─── ENTRIES PROVIDED ───
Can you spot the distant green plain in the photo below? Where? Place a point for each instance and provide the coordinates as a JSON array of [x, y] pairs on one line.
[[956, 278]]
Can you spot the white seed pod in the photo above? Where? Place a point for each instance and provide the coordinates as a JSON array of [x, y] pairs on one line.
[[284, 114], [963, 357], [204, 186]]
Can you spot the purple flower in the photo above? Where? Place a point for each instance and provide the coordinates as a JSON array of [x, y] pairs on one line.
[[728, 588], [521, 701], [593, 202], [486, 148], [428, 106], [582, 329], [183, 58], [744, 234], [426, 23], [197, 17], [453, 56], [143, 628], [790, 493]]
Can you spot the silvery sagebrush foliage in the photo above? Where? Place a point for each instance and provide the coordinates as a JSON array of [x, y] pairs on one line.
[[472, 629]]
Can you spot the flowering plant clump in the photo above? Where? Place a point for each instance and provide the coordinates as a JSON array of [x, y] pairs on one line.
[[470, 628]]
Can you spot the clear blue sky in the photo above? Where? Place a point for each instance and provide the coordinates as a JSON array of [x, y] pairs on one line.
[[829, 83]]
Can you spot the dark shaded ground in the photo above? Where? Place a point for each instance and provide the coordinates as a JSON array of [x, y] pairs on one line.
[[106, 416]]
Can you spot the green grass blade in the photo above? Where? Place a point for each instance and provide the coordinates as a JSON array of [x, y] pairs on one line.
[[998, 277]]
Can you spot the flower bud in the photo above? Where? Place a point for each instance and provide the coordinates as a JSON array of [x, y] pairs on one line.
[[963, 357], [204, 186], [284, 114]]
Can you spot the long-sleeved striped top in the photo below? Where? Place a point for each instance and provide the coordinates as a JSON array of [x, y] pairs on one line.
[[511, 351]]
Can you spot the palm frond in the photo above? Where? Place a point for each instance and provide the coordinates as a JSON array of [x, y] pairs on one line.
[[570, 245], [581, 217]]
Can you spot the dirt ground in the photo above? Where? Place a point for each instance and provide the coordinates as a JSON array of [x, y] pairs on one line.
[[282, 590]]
───
# WORK TO BE COMPLETED
Reproduce the lines of the records exactly, starting with the first line and ending with the line that contains "[[284, 114], [963, 357], [204, 186]]", with both of those lines included.

# PROBLEM SOLUTION
Can you spot the distant green plain in the photo below? Where? Place a point for each instance and provide the coordinates as a JSON array of [x, y] pairs on one line.
[[956, 278]]
Can you spot the white seed pod in the photo above? Where? Place a point for each instance and provide the coordinates as a JSON array of [x, y] pairs on one line.
[[284, 114], [963, 357], [204, 186]]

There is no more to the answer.